#### DESCRIPTION OF THE TASK
All records below should be repeated exactly, with the pictures left out.

══ RECORDS TO USE ══

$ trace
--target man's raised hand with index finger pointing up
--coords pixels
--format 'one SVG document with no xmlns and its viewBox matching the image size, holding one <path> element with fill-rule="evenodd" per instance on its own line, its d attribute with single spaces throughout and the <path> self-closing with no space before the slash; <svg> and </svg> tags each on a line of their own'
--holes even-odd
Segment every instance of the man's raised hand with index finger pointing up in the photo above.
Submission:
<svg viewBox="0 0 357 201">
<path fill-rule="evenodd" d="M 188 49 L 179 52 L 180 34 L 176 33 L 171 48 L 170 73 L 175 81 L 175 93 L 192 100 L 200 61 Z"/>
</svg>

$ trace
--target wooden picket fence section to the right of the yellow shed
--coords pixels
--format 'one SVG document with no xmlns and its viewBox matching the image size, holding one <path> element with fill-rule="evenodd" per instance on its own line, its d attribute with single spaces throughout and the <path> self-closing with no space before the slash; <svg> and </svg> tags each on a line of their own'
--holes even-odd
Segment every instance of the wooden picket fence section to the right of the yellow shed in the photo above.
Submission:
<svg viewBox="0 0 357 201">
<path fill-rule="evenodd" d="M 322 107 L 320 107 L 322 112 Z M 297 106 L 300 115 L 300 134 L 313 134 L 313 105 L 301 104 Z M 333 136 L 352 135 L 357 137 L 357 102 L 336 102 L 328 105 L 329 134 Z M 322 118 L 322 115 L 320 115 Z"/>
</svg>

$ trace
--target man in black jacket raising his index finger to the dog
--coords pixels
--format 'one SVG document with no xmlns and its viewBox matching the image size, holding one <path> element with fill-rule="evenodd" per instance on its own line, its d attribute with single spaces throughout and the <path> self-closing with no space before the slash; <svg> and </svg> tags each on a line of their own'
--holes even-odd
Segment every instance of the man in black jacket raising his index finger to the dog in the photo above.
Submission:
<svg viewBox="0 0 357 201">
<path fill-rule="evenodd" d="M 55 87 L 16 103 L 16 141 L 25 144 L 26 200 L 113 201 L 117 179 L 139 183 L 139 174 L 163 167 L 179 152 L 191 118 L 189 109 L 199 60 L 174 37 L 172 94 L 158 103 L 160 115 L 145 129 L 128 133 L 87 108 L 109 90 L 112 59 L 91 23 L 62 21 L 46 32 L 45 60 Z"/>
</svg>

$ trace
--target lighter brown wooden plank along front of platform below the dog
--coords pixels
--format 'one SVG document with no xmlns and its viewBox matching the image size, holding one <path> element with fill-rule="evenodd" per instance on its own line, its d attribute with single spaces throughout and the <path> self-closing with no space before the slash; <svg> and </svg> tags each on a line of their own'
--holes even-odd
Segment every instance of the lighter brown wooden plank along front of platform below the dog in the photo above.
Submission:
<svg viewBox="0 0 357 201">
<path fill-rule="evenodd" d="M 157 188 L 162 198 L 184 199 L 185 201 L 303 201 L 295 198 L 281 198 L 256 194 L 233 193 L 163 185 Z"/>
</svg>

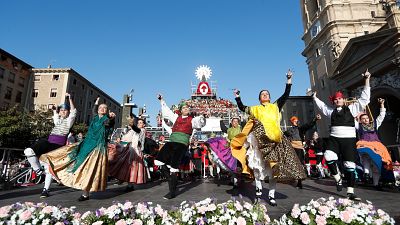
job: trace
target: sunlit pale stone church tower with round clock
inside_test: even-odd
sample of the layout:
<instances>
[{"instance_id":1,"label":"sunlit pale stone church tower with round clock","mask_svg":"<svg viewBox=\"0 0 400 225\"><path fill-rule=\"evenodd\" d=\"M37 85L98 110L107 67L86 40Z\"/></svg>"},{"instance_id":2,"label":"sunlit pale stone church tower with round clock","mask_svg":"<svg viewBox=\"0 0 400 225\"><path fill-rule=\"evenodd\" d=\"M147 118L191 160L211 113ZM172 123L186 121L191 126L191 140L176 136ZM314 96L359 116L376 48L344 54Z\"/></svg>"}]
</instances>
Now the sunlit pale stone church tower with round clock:
<instances>
[{"instance_id":1,"label":"sunlit pale stone church tower with round clock","mask_svg":"<svg viewBox=\"0 0 400 225\"><path fill-rule=\"evenodd\" d=\"M385 10L379 0L301 0L306 57L311 90L326 102L341 88L330 78L350 39L373 33L385 24ZM320 127L328 135L328 121Z\"/></svg>"}]
</instances>

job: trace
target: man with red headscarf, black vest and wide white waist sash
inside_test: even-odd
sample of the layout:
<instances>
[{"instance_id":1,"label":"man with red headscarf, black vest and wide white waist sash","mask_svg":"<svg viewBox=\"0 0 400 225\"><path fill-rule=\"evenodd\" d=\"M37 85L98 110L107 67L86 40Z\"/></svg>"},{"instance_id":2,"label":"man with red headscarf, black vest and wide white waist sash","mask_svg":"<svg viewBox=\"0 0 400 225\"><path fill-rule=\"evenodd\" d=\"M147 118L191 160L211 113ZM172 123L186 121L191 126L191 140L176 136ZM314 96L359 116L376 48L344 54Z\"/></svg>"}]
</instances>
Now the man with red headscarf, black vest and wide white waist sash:
<instances>
[{"instance_id":1,"label":"man with red headscarf, black vest and wide white waist sash","mask_svg":"<svg viewBox=\"0 0 400 225\"><path fill-rule=\"evenodd\" d=\"M344 174L347 180L347 197L351 200L360 200L354 194L355 184L355 169L356 169L356 129L354 118L363 112L365 107L370 101L371 88L369 79L371 74L368 70L362 74L365 79L364 90L361 97L350 104L345 105L344 95L341 92L336 92L330 97L334 108L327 106L324 102L319 100L316 92L313 94L314 102L321 112L331 119L331 132L326 145L324 153L328 168L335 178L337 191L342 190L342 177L338 171L337 161L339 155L342 156L341 160L344 166Z\"/></svg>"}]
</instances>

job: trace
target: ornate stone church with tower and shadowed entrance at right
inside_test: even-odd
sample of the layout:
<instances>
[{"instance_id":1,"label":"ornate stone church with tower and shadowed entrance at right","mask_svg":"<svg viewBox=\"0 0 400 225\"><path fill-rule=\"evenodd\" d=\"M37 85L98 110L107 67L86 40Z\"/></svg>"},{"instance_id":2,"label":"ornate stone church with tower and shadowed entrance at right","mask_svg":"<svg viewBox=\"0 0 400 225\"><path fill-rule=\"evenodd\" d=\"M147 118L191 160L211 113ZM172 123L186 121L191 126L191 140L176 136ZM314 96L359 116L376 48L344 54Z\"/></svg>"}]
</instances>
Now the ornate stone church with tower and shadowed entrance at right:
<instances>
[{"instance_id":1,"label":"ornate stone church with tower and shadowed entrance at right","mask_svg":"<svg viewBox=\"0 0 400 225\"><path fill-rule=\"evenodd\" d=\"M308 13L317 2L315 13ZM400 10L394 0L323 1L302 0L305 34L303 55L307 58L311 88L320 99L341 90L358 98L363 87L361 74L368 68L371 103L366 109L378 115L377 98L386 99L387 116L380 128L386 145L399 143L400 118ZM315 24L320 29L314 28ZM318 32L314 31L317 30ZM318 53L318 54L317 54ZM319 54L320 53L320 54ZM327 136L329 123L319 130Z\"/></svg>"}]
</instances>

═══

#### REPLY
$ trace
--target man's raised hand with index finger pointing up
--coords pixels
--format 'one SVG document with no xmlns and its viewBox matching the image size, holding one <path> element with fill-rule="evenodd" per instance on its own line, its d attribute with single spaces throughout and the <path> self-closing with no space before the slash; <svg> and </svg> tags each on a line of their own'
--holes even-odd
Segment every instance of the man's raised hand with index finger pointing up in the photo above.
Submission:
<svg viewBox="0 0 357 201">
<path fill-rule="evenodd" d="M 188 49 L 179 52 L 180 34 L 176 33 L 171 48 L 170 73 L 175 81 L 175 93 L 192 100 L 200 61 Z"/>
</svg>

$ trace
--target wooden picket fence section to the right of the yellow shed
--coords pixels
--format 'one SVG document with no xmlns and its viewBox matching the image size, holding one <path> element with fill-rule="evenodd" per instance on its own line, its d attribute with single spaces throughout and the <path> self-closing with no space before the slash; <svg> and </svg> tags each on a line of their own'
--holes even-odd
Segment every instance of the wooden picket fence section to the right of the yellow shed in the photo above.
Submission:
<svg viewBox="0 0 357 201">
<path fill-rule="evenodd" d="M 322 107 L 320 107 L 322 112 Z M 297 106 L 300 115 L 300 134 L 313 134 L 313 105 L 301 104 Z M 333 136 L 352 135 L 357 137 L 357 102 L 336 102 L 328 105 L 329 134 Z M 322 118 L 322 115 L 320 115 Z"/>
</svg>

$ trace
--target man in black jacket raising his index finger to the dog
--coords pixels
--format 'one SVG document with no xmlns and its viewBox matching the image size, holding one <path> element with fill-rule="evenodd" per instance on its own line, its d attribute with single spaces throughout and the <path> self-closing with no space before the slash; <svg> and </svg> tags each on a line of their own'
--holes even-odd
Segment every instance of the man in black jacket raising his index finger to the dog in the photo above.
Submission:
<svg viewBox="0 0 357 201">
<path fill-rule="evenodd" d="M 55 87 L 16 103 L 16 141 L 25 144 L 26 200 L 113 201 L 117 179 L 139 183 L 139 174 L 163 167 L 179 152 L 191 118 L 189 109 L 199 60 L 174 37 L 172 94 L 158 103 L 160 115 L 145 129 L 128 133 L 87 108 L 109 90 L 112 59 L 91 23 L 62 21 L 46 32 L 45 60 Z"/>
</svg>

$ trace
--target lighter brown wooden plank along front of platform below the dog
--coords pixels
--format 'one SVG document with no xmlns and its viewBox matching the image size, holding one <path> element with fill-rule="evenodd" per instance on its own line, its d attribute with single spaces throughout and the <path> self-closing with no space before the slash; <svg> and </svg> tags each on a line of their own'
--holes even-odd
Segment every instance of the lighter brown wooden plank along front of platform below the dog in the photo above.
Submission:
<svg viewBox="0 0 357 201">
<path fill-rule="evenodd" d="M 157 188 L 162 198 L 184 199 L 185 201 L 303 201 L 295 198 L 281 198 L 256 194 L 233 193 L 163 185 Z"/>
</svg>

job: trace
target: sunlit pale stone church tower with round clock
inside_test: even-odd
sample of the layout:
<instances>
[{"instance_id":1,"label":"sunlit pale stone church tower with round clock","mask_svg":"<svg viewBox=\"0 0 400 225\"><path fill-rule=\"evenodd\" d=\"M37 85L98 110L107 67L86 40Z\"/></svg>"},{"instance_id":2,"label":"sunlit pale stone church tower with round clock","mask_svg":"<svg viewBox=\"0 0 400 225\"><path fill-rule=\"evenodd\" d=\"M147 118L191 160L211 113ZM172 123L186 121L191 126L191 140L176 136ZM314 96L359 116L376 48L344 54Z\"/></svg>"}]
</instances>
Now the sunlit pale stone church tower with round clock:
<instances>
[{"instance_id":1,"label":"sunlit pale stone church tower with round clock","mask_svg":"<svg viewBox=\"0 0 400 225\"><path fill-rule=\"evenodd\" d=\"M385 10L379 0L301 0L306 57L311 90L326 102L341 88L330 78L350 39L373 33L385 24ZM320 127L328 135L328 121Z\"/></svg>"}]
</instances>

job: trace
target: man with red headscarf, black vest and wide white waist sash
inside_test: even-odd
sample of the layout:
<instances>
[{"instance_id":1,"label":"man with red headscarf, black vest and wide white waist sash","mask_svg":"<svg viewBox=\"0 0 400 225\"><path fill-rule=\"evenodd\" d=\"M37 85L98 110L107 67L86 40Z\"/></svg>"},{"instance_id":2,"label":"man with red headscarf, black vest and wide white waist sash","mask_svg":"<svg viewBox=\"0 0 400 225\"><path fill-rule=\"evenodd\" d=\"M147 118L191 160L211 113ZM172 123L186 121L191 126L191 140L176 136ZM314 96L359 116L376 48L344 54Z\"/></svg>"}]
</instances>
Now the man with red headscarf, black vest and wide white waist sash:
<instances>
[{"instance_id":1,"label":"man with red headscarf, black vest and wide white waist sash","mask_svg":"<svg viewBox=\"0 0 400 225\"><path fill-rule=\"evenodd\" d=\"M344 174L347 180L347 197L351 200L360 200L354 194L355 184L355 169L356 169L356 129L354 118L363 112L365 107L370 101L371 88L369 79L371 74L368 70L362 74L365 79L364 90L361 97L350 104L345 105L344 95L341 92L336 92L330 97L334 108L327 106L324 102L319 100L316 92L313 94L314 102L321 112L331 119L331 132L326 145L324 153L328 168L335 178L337 191L342 190L342 177L338 171L337 161L339 155L342 156L341 160L344 166Z\"/></svg>"}]
</instances>

job: trace
target: ornate stone church with tower and shadowed entrance at right
inside_test: even-odd
sample of the layout:
<instances>
[{"instance_id":1,"label":"ornate stone church with tower and shadowed entrance at right","mask_svg":"<svg viewBox=\"0 0 400 225\"><path fill-rule=\"evenodd\" d=\"M37 85L98 110L107 67L86 40Z\"/></svg>"},{"instance_id":2,"label":"ornate stone church with tower and shadowed entrance at right","mask_svg":"<svg viewBox=\"0 0 400 225\"><path fill-rule=\"evenodd\" d=\"M147 118L191 160L211 113ZM172 123L186 121L191 126L191 140L176 136ZM314 96L359 116L376 48L344 54Z\"/></svg>"}]
</instances>
Now the ornate stone church with tower and shadowed entrance at right:
<instances>
[{"instance_id":1,"label":"ornate stone church with tower and shadowed entrance at right","mask_svg":"<svg viewBox=\"0 0 400 225\"><path fill-rule=\"evenodd\" d=\"M308 13L317 2L315 13ZM400 10L394 0L323 1L302 0L305 34L303 55L307 58L311 88L320 99L341 90L358 98L363 87L361 74L368 68L371 103L366 109L378 115L377 98L386 99L387 116L380 128L386 145L399 143L400 118ZM315 24L320 29L314 28ZM318 32L314 31L317 30ZM318 53L318 54L317 54ZM319 54L320 53L320 54ZM327 136L329 123L319 130Z\"/></svg>"}]
</instances>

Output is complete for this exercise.